* Goal of the exercise *
Pick up the article on teen sleep and early school start times after its last sentence and keep writing it.

The 45-year-old lifestyle guru’s website, Goop, has published an interview with sleep specialist Dr. Rafael Pelayo about the health consequences that occur when adolescents have early start times at school. 

Pelayo, a clinical professor of psychiatry and behavioral sciences at the Stanford Center for Sleep Sciences and Medicine, stressed that sleep deprivation can do more than just affect a child’s performance at school.

‘Lack of sleep has been associated with all kinds of mental health issues in adolescents, like depression and suicidal thinking, as well as physical problems and school performance,’ he said. 

‘When you don’t get enough sleep, you become inattentive. So there’s a whole host of potential physical, mental, and academic problems.’ 

The American Academy of Sleep Medicine recommends that teenagers aged 13 to 18 years should regularly sleep eight to ten hours per day, but a majority of them are sleep deprived, partially because of early start times.  

Gwyneth’s children Apple, 14, and Moses, 12, attend private school in Los Angeles, although it’s unclear what time their days begin. 

However, the actress has stated that she gets ‘at least seven or eight hours of good, quality sleep — and ideally even ten.’

Pelayo recently supported Senate Bill 328, which called for middle schools and high schools in California to start no earlier than 8:30 a.m.  

Despite the scientific findings about sleep deprivation in teens, Governor Jerry Brown recently vetoed the legislation.

‘This is a one-size-fits-all approach that is opposed by teachers and school boards,’ Brown said in a veto message. 

‘Several schools have already moved to later start times. Others prefer beginning the school day earlier. These are the types of decisions best handled in the local community.’

Students across the nation are facing similar issues. According to the 2014 School Health Policies and Practices Study, 93 per cent of high schools and 83 per cent of middle schools in the U.S. started before 8:30 a.m. 

Pushing back start times has become a hot-button issue because it would force both schools and families to change their daily schedules. 

Critics argue that children should just have earlier bedtimes, but Pelayo explained that adolescents are biologically predisposed to stay up.

* The data *

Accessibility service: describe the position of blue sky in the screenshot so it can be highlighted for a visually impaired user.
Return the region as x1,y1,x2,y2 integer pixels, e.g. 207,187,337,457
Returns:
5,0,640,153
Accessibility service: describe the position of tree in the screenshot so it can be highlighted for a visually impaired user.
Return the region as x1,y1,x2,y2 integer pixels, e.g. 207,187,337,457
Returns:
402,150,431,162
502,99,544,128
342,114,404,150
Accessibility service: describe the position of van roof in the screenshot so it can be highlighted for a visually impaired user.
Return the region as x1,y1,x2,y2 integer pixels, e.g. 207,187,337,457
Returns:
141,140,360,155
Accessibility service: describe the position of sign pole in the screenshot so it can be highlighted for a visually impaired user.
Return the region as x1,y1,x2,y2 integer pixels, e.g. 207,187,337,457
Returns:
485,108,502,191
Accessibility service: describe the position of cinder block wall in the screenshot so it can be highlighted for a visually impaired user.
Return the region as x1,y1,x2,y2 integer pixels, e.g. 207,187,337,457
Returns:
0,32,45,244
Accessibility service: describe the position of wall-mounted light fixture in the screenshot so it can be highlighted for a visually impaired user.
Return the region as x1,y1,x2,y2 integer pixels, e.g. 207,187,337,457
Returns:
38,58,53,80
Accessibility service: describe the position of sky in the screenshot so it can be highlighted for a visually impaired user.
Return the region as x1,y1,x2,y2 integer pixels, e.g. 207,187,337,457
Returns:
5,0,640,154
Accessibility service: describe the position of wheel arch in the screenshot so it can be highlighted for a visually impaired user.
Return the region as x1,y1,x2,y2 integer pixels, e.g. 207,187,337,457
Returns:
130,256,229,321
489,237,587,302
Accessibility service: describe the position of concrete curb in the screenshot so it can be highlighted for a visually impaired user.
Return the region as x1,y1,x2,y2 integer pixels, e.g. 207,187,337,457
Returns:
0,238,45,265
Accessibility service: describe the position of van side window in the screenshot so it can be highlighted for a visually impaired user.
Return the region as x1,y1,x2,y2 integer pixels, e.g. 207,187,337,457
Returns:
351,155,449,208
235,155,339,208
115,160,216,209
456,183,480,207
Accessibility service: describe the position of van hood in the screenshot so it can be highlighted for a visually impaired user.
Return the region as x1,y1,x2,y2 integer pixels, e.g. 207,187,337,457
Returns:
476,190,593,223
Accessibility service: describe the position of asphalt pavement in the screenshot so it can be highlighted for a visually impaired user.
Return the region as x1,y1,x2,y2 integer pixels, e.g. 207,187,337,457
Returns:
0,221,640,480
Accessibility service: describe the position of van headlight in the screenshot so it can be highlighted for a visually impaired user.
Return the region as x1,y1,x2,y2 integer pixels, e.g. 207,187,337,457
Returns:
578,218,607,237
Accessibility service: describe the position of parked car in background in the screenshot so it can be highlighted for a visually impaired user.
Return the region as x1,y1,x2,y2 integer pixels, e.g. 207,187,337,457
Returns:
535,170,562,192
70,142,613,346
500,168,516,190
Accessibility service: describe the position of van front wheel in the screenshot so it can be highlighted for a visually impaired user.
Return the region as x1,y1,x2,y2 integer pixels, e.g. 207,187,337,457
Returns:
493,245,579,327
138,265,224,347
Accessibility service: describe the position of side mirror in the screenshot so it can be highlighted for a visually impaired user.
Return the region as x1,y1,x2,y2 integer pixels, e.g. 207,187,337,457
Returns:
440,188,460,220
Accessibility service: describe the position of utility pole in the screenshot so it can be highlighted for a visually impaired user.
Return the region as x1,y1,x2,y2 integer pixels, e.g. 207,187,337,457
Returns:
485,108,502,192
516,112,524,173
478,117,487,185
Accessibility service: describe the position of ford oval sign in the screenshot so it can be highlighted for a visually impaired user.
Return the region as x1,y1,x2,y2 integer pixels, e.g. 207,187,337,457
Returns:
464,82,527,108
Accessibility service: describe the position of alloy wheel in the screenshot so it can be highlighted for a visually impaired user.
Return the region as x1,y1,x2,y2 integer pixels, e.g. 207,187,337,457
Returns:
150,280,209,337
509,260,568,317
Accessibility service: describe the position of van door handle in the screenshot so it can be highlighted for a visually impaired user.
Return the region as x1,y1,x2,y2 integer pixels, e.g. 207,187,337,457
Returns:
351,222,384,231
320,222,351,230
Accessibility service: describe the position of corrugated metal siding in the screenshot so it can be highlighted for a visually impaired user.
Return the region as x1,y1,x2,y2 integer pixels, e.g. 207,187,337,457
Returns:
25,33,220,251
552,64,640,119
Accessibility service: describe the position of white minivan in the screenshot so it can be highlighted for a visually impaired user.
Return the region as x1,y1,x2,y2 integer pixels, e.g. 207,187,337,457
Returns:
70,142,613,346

* Output of the exercise *
‘When we go through puberty, we have a biological shift in the way we sleep,’ he said. ‘Young people have a natural tendency to stay up later.’

Pelayo admitted that he had his own doubts when a Minnesota school principal named Kyla Wahlstrom advocated for a later start time at her school in the 1990s.

Like many other skeptics, the doctor figured the kids would just stay up later and end up getting the same amount of sleep.

However, when the start time was pushed back almost an hour, the students got, on average, forty more minutes of sleep a night.

Pelayo said the school’s superintendent noticed that students were not only in better moods, but they were tardy less and had improvements in their academic performance.  

Other high schools around the country had similar results after implementing later start times. They also noticed that there were fewer teenage car accidents.  

Since 2014, the American Academy of Pediatrics has recommended that middle and high schools start at 8:30 a.m. or later.

Three years later, the RAND Corporation, an American nonprofit global policy think tank, did an economic analysis that deduced delaying school start times was a cost-effective way to reduce the number of car accidents and increase academic performance.

The study projects that pushing start times to 8:30 a.m. would add a gain of $8.6 billion to the U.S. economy in just two years. It would contribute an estimated $83 billion in 10 years and $140 billion in 15 years.

‘We need parents and students to continue to learn about — and advocate for — young people’s sleep health,’ Pelayo told Goop.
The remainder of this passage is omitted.